Goal of the exercise
Could you write out the rows below again, requests included, for the stretch from the line containing "find dark suit" through the end of the rows? Scale every point coordinate in the answers by 1.9 and round to whole numbers with halves going up, leaving the numbers in the requests and their format samples as they are.

Provided data
+++++

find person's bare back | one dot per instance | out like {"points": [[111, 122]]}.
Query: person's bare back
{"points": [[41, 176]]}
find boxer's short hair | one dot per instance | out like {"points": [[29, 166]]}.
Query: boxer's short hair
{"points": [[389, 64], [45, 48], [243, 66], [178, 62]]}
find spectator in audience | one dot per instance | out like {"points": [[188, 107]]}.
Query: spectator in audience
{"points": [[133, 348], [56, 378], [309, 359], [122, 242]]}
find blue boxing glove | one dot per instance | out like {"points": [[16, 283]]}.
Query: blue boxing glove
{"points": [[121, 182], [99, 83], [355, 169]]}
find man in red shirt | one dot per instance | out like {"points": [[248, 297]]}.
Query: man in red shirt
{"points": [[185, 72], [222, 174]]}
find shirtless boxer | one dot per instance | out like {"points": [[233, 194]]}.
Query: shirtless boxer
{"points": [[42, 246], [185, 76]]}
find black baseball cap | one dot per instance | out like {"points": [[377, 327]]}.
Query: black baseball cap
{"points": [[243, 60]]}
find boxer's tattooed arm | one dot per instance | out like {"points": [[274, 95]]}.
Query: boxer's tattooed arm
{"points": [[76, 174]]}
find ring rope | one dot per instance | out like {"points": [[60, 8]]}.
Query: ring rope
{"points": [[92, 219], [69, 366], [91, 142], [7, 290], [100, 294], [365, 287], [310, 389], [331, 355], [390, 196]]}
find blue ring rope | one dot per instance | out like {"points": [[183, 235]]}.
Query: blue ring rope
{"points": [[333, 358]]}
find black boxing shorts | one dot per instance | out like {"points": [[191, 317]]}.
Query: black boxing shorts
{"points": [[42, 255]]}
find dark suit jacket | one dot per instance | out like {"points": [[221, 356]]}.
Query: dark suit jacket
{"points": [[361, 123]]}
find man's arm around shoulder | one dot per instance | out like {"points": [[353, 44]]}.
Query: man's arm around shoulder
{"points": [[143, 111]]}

+++++

The response
find dark suit jacket | one dot per instance | out like {"points": [[221, 356]]}.
Query: dark suit jacket
{"points": [[686, 234]]}
find man's arm around shoulder | one dot per instance | out like {"points": [[353, 44]]}.
Query: man's arm around shoulder
{"points": [[272, 211]]}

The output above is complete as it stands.